• Task directions: Starting at the top of the rows and ending at the line that contains "M 287 179 L", give those lines again with "grout line" replaced by "grout joint" and nothing else changed.

[Mask labeling rows]
****************************************

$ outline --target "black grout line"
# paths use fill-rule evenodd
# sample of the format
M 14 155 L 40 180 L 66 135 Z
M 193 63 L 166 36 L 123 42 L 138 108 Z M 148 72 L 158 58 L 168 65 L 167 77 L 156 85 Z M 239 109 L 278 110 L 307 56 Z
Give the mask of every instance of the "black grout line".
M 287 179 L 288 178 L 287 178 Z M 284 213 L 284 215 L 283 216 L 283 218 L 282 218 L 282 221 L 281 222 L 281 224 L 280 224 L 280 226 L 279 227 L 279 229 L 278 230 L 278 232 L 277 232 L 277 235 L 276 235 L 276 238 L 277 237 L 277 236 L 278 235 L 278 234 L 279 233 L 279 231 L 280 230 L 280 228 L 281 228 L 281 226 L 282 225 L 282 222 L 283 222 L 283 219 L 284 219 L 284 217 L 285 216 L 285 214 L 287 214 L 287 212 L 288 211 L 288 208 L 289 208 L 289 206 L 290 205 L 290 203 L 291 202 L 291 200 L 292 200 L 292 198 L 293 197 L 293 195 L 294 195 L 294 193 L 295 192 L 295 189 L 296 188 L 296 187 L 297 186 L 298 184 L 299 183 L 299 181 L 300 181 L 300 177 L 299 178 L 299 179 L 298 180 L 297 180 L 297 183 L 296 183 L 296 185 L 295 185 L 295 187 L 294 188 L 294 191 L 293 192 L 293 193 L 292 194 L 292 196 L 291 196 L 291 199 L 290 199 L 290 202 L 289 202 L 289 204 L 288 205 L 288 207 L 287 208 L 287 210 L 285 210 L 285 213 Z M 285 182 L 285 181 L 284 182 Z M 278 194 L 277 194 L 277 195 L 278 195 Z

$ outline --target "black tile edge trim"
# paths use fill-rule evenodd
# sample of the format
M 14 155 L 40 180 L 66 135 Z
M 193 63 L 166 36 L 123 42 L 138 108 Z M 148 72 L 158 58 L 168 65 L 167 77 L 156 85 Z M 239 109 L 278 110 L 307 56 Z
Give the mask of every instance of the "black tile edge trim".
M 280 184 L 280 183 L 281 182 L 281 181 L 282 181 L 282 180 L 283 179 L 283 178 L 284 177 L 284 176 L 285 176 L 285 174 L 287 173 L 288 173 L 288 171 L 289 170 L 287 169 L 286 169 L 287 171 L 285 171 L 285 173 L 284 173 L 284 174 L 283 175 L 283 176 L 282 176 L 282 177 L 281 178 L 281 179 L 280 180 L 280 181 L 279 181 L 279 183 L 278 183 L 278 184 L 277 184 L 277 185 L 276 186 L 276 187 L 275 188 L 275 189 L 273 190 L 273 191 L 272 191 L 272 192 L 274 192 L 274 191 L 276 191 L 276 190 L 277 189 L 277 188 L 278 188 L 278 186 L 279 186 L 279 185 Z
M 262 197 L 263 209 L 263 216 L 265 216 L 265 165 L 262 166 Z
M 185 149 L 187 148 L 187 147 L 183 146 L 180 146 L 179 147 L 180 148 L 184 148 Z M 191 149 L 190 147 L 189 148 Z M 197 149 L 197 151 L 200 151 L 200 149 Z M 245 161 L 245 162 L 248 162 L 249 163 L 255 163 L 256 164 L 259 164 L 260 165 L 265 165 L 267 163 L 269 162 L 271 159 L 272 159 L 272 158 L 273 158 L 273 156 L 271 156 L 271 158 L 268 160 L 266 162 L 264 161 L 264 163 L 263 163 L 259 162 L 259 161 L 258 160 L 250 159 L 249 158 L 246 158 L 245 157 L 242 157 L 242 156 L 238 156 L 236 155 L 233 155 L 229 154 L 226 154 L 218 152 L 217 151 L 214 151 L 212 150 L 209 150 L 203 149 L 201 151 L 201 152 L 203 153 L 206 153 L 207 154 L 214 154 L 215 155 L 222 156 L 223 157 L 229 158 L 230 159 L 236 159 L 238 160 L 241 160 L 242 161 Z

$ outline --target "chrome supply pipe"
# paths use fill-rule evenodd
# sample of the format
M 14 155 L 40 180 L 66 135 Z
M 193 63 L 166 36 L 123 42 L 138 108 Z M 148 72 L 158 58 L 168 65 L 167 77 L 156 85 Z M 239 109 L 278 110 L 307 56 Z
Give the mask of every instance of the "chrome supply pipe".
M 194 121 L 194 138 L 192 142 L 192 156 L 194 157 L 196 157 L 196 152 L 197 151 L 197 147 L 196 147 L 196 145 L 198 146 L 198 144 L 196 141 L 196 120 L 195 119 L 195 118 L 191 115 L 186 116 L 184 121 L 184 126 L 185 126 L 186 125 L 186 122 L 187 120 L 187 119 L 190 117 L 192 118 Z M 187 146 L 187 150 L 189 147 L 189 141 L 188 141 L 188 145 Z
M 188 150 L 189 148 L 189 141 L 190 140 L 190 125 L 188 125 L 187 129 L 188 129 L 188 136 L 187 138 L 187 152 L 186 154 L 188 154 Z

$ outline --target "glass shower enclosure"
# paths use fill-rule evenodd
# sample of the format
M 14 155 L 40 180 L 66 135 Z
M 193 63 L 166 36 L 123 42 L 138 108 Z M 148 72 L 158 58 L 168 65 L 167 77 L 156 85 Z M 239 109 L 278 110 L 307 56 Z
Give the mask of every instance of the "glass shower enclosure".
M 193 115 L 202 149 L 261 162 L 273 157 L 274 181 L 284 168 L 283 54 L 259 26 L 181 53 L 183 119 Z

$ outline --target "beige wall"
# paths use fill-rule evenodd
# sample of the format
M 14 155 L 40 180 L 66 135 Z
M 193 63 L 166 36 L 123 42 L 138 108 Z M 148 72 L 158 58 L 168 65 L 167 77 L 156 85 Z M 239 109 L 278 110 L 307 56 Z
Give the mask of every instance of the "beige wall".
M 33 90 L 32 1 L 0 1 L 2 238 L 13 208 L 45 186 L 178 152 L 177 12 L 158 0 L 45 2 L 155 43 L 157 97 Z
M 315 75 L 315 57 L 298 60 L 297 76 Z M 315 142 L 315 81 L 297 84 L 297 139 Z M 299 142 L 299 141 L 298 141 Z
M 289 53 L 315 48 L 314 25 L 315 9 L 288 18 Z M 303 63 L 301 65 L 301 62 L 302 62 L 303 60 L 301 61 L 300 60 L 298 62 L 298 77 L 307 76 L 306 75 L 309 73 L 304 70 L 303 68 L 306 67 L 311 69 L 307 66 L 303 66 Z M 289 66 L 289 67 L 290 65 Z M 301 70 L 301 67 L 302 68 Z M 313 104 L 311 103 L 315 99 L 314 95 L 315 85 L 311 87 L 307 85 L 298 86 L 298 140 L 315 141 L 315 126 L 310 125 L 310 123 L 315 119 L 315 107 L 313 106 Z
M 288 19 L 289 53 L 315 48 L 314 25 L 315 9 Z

****************************************

• Exercise result:
$ outline --target "black grout joint"
# paths use fill-rule evenodd
# sample of the format
M 14 155 L 40 180 L 66 135 Z
M 193 63 L 166 36 L 123 42 L 138 108 Z M 148 72 L 158 58 L 168 65 L 167 77 L 156 85 Z M 239 109 L 278 110 L 307 56 Z
Give the mask of every instance of the "black grout joint".
M 287 179 L 288 178 L 287 178 Z M 284 213 L 284 215 L 283 216 L 283 218 L 282 218 L 282 221 L 281 222 L 281 224 L 280 224 L 280 226 L 279 227 L 279 229 L 278 230 L 278 232 L 277 232 L 277 235 L 276 235 L 276 238 L 277 237 L 277 236 L 278 235 L 278 234 L 279 233 L 279 231 L 280 230 L 280 228 L 281 228 L 281 226 L 282 225 L 282 222 L 283 222 L 283 219 L 284 219 L 284 217 L 285 216 L 285 214 L 287 214 L 287 212 L 288 211 L 288 208 L 289 208 L 289 206 L 290 205 L 290 203 L 291 202 L 291 200 L 292 200 L 292 198 L 293 197 L 293 195 L 294 195 L 294 193 L 295 192 L 295 189 L 296 188 L 296 187 L 297 186 L 298 184 L 299 183 L 299 181 L 300 181 L 300 177 L 299 178 L 299 179 L 298 180 L 297 180 L 297 183 L 296 183 L 296 185 L 295 185 L 295 187 L 294 188 L 294 191 L 293 192 L 293 193 L 292 194 L 292 196 L 291 196 L 291 199 L 290 199 L 290 202 L 289 202 L 289 204 L 288 205 L 288 207 L 287 208 L 287 210 L 285 210 L 285 213 Z M 285 182 L 285 181 L 284 182 Z M 278 194 L 277 194 L 277 195 L 278 195 Z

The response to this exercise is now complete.